* [Task brief]:
Repeat each line of the records below exactly.

-------------------------

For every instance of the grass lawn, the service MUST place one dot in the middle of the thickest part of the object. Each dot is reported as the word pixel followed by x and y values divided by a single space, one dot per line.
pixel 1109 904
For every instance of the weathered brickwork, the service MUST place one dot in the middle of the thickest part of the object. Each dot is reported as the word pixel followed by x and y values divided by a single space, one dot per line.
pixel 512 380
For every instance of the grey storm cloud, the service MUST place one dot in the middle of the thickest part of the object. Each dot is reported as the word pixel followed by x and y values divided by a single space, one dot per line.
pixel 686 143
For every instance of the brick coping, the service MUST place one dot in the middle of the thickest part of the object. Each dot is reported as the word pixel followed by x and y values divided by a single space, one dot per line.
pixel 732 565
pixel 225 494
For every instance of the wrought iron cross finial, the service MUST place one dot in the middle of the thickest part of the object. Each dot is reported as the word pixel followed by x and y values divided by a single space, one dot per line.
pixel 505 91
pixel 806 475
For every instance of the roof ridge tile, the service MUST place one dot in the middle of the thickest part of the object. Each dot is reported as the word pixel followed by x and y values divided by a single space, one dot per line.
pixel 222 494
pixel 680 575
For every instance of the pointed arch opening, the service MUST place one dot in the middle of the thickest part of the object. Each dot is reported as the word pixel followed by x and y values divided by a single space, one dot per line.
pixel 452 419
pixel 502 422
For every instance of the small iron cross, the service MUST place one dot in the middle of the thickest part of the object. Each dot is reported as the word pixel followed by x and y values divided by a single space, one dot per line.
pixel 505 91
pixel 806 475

-------------------------

* [The answer]:
For every instance of the grass lawn, the service MUST place one dot in the middle of the thickest part of the object. Each dot is reported as the word pixel followed by x and y values divided by a single space, one dot per line.
pixel 1109 904
For every instance of the weathered brickwork, the service MUST place one dot in the middle of the thickest part of the object. Each dot is reported as the word pixel followed by x and y values divided by a single space, one dot per line.
pixel 512 380
For every instance of the grey storm cloud, the service MUST place one dot in the middle of the thickest part of the object. Each dot is reported as the word pixel followed by x and y values divided by a single space, one dot per line.
pixel 686 143
For every instance of the brick coping, the service MUST place one dot in the middle of the thickest part of the object. Each dot is reported as the word pixel followed by x and y values divided by a single space, one dot per line.
pixel 732 565
pixel 225 494
For every instance of the wrought iron cross finial, the service MUST place one dot in the middle of the thickest part of the object. Each dot is reported as the word pixel followed by x and y values divided by a single space, one dot per line.
pixel 505 91
pixel 806 475
For every instance of the roof ridge tile, the service MUST place one dot in the middle of the thickest part of the object. Each dot is reported as the word pixel followed by x and y values divided by a single space, one dot per line.
pixel 222 494
pixel 680 575
For every instance of the pointed arch opening, the service MUST place one dot in the middle of the thickest part of the object. Each dot is reported as the word pixel followed by x and y values divided by a single space, one dot per line.
pixel 452 419
pixel 502 422
For every instance of the small iron cross, the service MUST place one dot in the middle of the thickest part of the object. Each dot is reported as the word pixel followed by x and y values divided by a single space, one dot per line.
pixel 505 91
pixel 806 475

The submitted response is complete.